Il Divo è sempre Giulio
 Al Festival del cinema di Venezia Andreotti ruba ancora una volta la scena a tutti…     
di Gianpaolo Santoro

Il Divo è sempre Giulio

di Gianpaolo Santoro

 Cinquecento giorni dopo la sua morte al festival del cinema di Venezia  Andreotti ha rubato, tanto per cambiare, nuovamente la scena a tutti. Nella sezione Venezia Classici, il documentario “Giulio Andreotti – Visto da vicino” di Tatti Sanguineti. L’interrogativo è semplice: ma ha un senso nel terzo millennio, della politica ai tempi di twitter, parlare ancora di Giulio Andreotti, per cercare di capire qualcosa di più di questo Paese? Io penso di si. Certo, nei limiti del possibile. “Spiegare l’Italia- diceva Andreotti- non è facile. Basta pensare che i treni più lenti si chiamano accelerati e il Corriere della Sera esce al mattino…”

Andreotti è stato sette volte presidente del Consiglio, otto volte ministro della Difesa, cinque volte ministro degli Esteri, tre volte ministro delle Partecipazioni statali, due volte ministro del Bilancio, delle Finanze e dell’Industria, una volta ministro del Tesoro, dei Beni culturali e delle Politiche comunitarie.

Andreotti ha attraversato la monarchia, il fascismo, la Prima e la Seconda Repubblica, due guerre mondiali, sette pontificati, gli anni di piombo, i 55 giorni del rapimento Moro, le stragi di Stato. E come se non bastasse, anche i tanti misteri italiani. Andreotti è stato un enigma sulla cui decifrazione si sono esercitati, per oltre mezzo secolo, giornalisti, storici, scrittori e, da ultimo, anche uomini di cinema fornendo in ogni caso letture parziali e fatalmente superficiali. Io insieme con il collega Antonello Grassi ho scritto un libro su Andreotti: “Giulio” (Cento Autori editore). L’alfabeto Andreotti dalla A alla Zeta: la vita del più longevo, ma anche del più discusso ed enigmatico, politico italiano del Dopoguerra raccontata attraverso alcune parole chiave, con la convinzione che non è esistito un Andreotti solo.  Ventuno frammenti di un uomo che è stato la storia del Paese. Per consentire ad ognuno di comporre il puzzle  Andreotti come meglio crede.
-.-.-
» Lavoro richiesto:
**A.** Quante volte Andreotti è stato presidente del Consiglio, secondo il testo di riferimento?
**B.** In base al testo di riferimento, spiega in una-tre frasi perché il libro «Giulio» racconta la vita di Andreotti attraverso parole chiave e ventuno frammenti.

» Record forniti:
-.-.-
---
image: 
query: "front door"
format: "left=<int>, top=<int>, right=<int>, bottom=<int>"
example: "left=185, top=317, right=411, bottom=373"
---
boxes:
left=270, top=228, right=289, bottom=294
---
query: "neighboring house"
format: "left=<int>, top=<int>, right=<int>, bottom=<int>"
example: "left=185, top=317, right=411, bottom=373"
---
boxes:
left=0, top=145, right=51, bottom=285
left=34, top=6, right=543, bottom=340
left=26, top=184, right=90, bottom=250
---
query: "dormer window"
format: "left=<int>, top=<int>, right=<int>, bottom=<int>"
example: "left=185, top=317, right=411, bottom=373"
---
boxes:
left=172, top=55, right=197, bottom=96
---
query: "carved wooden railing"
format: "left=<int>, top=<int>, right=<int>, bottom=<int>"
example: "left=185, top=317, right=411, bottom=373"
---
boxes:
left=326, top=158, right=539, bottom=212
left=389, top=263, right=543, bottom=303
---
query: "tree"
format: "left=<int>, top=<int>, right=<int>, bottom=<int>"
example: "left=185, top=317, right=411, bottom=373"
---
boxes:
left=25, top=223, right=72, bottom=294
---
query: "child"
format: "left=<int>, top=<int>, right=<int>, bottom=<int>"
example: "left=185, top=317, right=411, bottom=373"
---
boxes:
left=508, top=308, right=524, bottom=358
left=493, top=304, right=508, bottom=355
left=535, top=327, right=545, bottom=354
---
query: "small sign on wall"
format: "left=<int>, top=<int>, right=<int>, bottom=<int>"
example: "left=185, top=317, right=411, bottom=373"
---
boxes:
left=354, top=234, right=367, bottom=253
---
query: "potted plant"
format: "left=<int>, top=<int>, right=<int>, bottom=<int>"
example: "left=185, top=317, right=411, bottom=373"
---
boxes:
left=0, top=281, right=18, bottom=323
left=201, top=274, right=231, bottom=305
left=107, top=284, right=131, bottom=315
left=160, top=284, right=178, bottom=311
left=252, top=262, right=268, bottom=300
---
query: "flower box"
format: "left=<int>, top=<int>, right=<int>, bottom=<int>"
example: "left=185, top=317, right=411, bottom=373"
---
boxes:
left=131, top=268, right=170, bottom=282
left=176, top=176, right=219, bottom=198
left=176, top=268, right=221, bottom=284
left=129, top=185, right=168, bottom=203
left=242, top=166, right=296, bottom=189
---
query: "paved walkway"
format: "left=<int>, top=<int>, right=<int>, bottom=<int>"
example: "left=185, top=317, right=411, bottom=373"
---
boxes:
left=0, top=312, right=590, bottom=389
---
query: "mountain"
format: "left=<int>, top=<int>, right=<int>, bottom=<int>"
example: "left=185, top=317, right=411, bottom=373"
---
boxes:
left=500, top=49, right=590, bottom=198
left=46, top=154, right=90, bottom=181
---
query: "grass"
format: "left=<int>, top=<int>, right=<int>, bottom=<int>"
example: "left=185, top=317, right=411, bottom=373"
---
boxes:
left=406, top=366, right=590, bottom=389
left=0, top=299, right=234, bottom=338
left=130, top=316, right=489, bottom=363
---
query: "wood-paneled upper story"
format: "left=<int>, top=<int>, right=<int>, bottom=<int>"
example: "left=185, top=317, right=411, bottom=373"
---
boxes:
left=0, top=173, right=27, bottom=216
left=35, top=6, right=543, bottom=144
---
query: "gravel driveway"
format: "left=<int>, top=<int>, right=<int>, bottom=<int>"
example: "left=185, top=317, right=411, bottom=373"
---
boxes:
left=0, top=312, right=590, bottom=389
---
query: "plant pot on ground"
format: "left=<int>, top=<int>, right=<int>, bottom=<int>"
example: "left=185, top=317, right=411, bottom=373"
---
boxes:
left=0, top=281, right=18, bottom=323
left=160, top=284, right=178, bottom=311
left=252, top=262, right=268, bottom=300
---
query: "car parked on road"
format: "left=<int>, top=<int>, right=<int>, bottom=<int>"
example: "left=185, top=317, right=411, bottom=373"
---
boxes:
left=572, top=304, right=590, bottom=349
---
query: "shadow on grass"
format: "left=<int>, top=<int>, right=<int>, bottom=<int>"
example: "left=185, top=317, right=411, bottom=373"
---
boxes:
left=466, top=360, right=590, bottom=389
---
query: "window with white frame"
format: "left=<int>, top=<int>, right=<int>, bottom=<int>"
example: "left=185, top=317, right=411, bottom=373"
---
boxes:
-.-.-
» Risposte scritte:
**A.** Sette volte.

**B.** Gli autori sono convinti che non sia esistito un solo Andreotti. Dividendo la sua vita in frammenti, vogliono permettere a ciascun lettore di comporre il puzzle Andreotti come meglio crede.